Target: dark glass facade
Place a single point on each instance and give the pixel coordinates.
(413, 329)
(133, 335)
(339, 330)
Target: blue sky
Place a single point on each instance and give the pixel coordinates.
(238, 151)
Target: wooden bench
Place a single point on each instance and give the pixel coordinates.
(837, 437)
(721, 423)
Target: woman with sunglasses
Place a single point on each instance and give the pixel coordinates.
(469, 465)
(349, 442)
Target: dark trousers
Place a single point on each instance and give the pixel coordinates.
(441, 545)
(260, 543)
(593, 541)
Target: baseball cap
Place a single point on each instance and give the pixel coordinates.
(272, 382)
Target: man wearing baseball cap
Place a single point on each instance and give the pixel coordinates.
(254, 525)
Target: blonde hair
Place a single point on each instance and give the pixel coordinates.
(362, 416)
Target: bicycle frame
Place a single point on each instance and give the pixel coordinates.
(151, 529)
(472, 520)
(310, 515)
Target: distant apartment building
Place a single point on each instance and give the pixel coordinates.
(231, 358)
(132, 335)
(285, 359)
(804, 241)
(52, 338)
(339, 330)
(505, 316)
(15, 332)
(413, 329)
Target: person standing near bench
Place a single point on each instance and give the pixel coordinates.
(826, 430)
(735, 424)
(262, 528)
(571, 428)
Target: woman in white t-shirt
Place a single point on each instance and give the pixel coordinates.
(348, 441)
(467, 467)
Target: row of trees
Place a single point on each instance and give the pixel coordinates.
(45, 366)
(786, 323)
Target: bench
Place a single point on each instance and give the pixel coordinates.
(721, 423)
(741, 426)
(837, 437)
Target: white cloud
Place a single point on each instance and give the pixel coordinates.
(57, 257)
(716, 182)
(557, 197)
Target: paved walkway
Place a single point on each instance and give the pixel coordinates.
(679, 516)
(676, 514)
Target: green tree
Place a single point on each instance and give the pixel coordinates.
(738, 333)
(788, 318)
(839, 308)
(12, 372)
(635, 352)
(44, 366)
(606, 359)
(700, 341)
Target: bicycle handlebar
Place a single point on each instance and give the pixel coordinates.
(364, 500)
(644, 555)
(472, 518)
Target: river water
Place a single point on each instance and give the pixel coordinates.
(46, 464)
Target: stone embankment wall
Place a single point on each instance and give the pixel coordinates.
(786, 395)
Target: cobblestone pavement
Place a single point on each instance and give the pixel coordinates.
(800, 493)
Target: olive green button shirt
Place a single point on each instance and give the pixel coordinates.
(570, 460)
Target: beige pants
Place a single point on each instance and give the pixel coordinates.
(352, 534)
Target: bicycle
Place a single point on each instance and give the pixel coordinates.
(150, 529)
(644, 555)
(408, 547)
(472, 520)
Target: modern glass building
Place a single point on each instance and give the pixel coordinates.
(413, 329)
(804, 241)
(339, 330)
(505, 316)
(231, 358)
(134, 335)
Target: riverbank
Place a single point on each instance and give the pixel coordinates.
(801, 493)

> **Task objective**
In the data above, find each line that has the word "white" and copy it out.

> **Written reply**
Target: woman in white t-shirt
Target: white cloud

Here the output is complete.